Input for this task START
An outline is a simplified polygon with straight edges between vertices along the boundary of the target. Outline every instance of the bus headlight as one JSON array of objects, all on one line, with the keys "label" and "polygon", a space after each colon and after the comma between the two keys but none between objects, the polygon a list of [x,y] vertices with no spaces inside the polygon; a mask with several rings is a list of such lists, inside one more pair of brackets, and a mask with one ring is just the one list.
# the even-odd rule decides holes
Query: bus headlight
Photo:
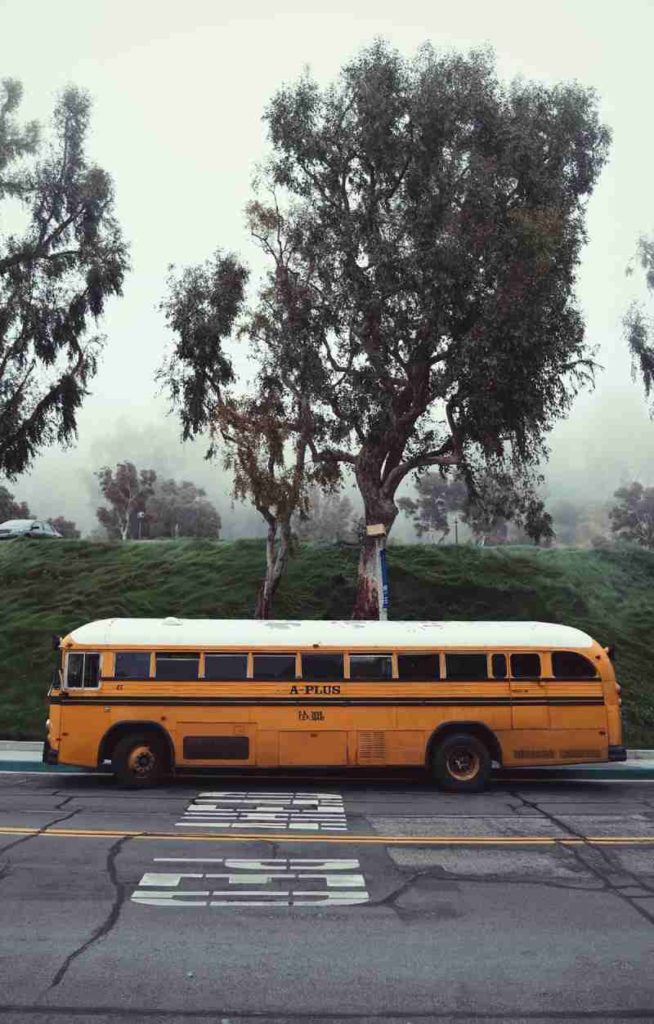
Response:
Input for this task END
Input for this task START
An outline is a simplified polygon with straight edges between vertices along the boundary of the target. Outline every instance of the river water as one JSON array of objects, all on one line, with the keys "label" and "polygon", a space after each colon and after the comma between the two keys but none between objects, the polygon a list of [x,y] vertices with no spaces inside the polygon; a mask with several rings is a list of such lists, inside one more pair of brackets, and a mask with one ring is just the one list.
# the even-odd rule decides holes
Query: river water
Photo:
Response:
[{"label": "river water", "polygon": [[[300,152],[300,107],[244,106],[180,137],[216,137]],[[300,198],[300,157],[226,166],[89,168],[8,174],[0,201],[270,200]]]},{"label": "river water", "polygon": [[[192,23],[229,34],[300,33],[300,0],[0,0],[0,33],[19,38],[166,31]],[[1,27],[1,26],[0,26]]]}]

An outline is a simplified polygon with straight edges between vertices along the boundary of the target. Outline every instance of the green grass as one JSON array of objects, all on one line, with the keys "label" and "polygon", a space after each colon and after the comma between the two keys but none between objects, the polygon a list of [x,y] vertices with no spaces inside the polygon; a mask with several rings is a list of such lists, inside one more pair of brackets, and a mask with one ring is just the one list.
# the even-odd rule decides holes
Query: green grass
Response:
Input for this task END
**Required work**
Copy every line of the listing that includes the string "Query".

**Response below**
Query: bus headlight
Query: river water
Query: green grass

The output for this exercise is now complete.